[Stored dataset items]
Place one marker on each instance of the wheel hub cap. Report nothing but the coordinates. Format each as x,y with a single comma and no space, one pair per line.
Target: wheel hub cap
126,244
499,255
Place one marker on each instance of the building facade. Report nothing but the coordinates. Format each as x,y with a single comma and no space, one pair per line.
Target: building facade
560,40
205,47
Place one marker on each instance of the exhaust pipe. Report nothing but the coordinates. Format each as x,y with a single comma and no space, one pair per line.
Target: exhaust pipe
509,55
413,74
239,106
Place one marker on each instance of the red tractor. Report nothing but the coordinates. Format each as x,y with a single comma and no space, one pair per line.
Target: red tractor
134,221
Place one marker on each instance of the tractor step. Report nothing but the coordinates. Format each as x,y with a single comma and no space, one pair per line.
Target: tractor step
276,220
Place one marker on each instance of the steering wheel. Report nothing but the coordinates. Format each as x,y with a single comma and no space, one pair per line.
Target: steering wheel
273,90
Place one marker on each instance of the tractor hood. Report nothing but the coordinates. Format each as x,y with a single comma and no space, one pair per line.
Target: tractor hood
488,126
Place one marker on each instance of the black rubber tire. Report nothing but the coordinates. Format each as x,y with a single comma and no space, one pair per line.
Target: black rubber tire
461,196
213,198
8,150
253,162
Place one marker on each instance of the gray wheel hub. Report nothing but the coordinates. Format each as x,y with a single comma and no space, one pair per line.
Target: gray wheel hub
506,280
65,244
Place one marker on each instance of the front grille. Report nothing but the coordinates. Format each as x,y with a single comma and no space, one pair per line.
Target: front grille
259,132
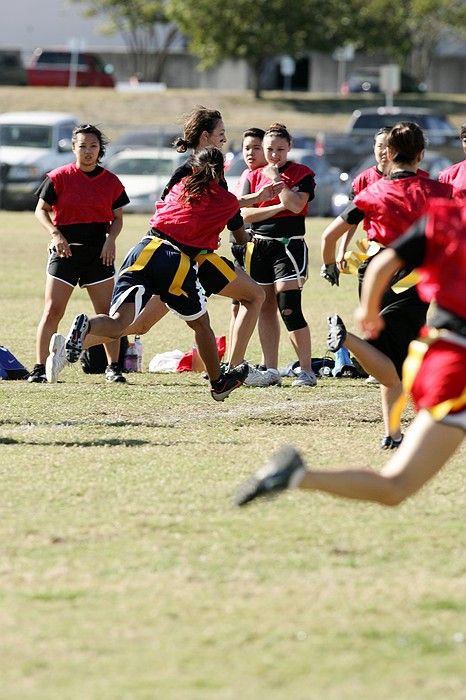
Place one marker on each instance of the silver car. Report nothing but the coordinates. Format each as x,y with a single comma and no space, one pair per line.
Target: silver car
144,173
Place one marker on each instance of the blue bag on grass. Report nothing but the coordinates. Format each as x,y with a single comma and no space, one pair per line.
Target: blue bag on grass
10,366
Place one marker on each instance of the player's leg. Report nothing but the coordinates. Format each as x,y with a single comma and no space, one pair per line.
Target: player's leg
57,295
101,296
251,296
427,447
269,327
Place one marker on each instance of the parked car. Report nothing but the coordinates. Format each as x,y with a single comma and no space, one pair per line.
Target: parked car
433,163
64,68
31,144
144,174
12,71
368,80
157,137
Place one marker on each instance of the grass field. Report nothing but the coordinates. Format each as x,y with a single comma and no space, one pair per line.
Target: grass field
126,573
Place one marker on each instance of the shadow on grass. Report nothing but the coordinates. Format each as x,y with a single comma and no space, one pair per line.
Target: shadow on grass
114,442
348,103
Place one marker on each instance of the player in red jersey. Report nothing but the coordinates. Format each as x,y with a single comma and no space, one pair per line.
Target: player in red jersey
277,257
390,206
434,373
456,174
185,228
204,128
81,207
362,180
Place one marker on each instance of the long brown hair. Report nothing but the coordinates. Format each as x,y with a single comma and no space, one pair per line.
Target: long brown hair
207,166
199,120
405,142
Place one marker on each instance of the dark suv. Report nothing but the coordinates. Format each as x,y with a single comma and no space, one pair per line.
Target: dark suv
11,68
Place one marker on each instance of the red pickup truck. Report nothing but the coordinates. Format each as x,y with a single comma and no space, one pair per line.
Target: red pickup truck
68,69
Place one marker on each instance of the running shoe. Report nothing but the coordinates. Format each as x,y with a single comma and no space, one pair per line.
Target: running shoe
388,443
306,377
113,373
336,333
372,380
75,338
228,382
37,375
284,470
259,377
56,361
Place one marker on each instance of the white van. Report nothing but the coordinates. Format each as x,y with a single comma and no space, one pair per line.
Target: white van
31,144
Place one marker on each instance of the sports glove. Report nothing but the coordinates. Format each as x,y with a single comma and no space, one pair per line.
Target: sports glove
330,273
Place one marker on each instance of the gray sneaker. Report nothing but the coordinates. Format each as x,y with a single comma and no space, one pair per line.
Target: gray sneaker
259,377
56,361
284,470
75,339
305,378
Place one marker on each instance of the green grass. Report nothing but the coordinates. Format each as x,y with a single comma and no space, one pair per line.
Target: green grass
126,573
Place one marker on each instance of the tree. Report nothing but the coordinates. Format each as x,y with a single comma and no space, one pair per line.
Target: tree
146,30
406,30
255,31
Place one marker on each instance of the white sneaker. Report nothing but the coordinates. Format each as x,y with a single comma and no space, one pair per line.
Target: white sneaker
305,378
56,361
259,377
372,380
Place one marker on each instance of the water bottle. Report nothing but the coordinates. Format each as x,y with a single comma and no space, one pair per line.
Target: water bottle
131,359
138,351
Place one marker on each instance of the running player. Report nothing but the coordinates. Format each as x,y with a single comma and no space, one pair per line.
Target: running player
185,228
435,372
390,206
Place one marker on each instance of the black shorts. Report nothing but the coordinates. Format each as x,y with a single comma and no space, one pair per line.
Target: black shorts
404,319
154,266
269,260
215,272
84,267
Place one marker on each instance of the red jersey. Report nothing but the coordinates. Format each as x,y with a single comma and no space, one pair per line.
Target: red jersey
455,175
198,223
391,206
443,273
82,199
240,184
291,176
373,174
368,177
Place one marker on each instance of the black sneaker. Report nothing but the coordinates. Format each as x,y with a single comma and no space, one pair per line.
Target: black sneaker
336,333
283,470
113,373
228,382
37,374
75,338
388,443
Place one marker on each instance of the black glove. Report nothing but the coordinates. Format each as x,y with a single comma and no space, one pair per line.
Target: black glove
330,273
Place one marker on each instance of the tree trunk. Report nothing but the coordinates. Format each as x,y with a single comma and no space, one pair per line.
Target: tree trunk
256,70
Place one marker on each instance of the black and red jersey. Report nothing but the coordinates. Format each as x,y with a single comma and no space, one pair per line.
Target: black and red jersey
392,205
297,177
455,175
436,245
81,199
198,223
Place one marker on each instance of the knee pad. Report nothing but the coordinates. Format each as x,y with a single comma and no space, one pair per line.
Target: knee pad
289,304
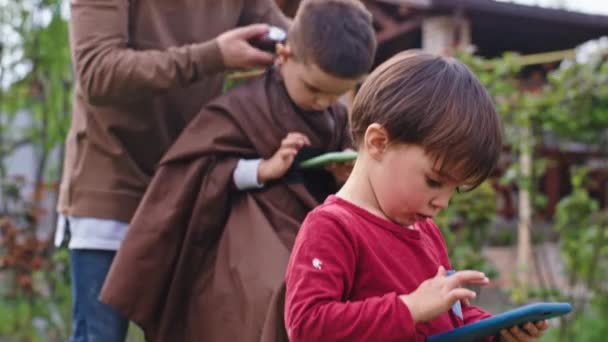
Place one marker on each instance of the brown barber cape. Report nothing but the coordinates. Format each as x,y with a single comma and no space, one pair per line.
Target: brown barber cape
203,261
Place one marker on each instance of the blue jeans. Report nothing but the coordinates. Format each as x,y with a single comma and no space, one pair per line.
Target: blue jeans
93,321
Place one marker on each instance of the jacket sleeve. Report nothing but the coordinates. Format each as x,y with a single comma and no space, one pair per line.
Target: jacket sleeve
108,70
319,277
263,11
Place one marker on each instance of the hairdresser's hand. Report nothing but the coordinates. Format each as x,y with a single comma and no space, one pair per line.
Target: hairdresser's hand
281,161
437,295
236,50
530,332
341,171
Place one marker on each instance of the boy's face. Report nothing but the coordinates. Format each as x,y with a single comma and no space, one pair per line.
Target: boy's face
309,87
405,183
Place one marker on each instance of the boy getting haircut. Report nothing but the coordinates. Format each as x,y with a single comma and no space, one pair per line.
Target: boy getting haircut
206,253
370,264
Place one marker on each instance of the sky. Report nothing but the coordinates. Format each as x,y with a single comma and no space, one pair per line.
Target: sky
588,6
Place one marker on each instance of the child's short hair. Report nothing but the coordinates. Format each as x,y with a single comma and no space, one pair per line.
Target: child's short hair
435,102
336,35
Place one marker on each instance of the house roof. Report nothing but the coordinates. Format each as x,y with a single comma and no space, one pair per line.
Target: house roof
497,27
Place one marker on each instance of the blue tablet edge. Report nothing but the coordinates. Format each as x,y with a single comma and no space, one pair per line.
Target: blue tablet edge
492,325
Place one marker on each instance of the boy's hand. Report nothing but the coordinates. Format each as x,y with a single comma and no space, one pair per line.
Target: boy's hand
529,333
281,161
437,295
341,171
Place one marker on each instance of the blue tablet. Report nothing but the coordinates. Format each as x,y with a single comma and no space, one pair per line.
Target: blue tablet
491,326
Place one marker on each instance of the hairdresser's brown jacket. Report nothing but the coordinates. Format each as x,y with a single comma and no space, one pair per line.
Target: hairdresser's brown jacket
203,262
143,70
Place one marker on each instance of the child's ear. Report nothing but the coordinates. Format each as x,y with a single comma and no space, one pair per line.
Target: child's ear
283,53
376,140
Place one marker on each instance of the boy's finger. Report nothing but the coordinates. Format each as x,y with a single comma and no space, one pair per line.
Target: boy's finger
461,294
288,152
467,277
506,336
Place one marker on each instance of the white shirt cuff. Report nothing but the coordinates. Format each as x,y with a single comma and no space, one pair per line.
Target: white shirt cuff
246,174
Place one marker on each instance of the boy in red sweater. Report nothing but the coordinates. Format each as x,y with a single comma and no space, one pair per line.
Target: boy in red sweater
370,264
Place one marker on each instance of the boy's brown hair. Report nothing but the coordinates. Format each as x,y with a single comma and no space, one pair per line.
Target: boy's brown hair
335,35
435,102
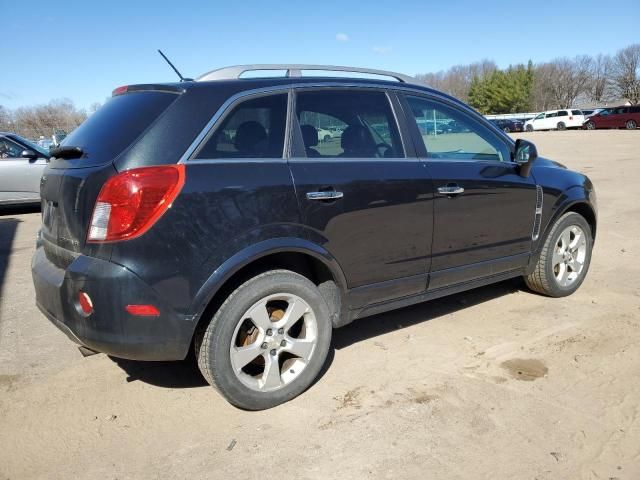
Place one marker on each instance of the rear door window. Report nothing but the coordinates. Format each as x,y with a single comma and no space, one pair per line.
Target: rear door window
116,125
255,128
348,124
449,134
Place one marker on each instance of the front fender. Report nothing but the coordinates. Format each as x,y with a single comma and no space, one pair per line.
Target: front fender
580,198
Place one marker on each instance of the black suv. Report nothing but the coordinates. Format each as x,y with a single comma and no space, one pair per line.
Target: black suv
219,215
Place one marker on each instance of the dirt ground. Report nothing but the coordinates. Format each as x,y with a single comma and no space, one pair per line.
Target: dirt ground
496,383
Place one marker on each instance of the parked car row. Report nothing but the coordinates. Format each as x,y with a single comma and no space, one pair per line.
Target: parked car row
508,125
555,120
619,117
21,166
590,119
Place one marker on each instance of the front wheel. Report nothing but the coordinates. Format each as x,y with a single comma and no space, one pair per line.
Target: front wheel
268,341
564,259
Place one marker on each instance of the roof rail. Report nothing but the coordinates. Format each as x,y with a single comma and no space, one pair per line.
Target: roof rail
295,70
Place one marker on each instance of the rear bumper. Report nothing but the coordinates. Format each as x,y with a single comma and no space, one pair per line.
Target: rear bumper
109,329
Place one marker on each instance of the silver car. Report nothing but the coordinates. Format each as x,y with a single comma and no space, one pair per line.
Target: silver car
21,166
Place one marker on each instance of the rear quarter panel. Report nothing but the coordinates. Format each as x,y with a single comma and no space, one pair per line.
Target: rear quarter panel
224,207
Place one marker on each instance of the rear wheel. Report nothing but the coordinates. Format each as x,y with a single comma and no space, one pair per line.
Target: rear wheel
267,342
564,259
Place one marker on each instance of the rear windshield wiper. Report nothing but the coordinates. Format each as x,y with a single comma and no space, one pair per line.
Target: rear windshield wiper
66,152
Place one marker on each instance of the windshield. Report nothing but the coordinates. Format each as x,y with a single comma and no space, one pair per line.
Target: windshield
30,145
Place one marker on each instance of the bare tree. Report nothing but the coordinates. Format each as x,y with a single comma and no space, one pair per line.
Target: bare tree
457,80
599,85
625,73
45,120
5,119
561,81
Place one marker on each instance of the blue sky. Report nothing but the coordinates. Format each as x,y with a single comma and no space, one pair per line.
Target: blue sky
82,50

> [WRITTEN TASK]
Copy the records word for word, beginning at the line that contains "Place one marker on each instance of the windshield." and continuing through the last line of the records.

> [ANSWER TO THE PROBLEM]
Place one marker on each instance of the windshield. Report nothing but the coordinates. Format each as x,y with a single comma and no space, one pair per line.
Target: windshield
30,145
Place one marker on each instance of the bare tree. Report nothing but the coordinates. Format each as x,y with a single comma and no space, one pair per line.
Target: bare tree
457,80
599,85
625,73
45,120
5,119
561,81
Place one marker on each instance of the blue sky. Report nothing but the coordinates. Format each as x,y with a single comma and no space, one pair per line.
Target: blue sky
82,50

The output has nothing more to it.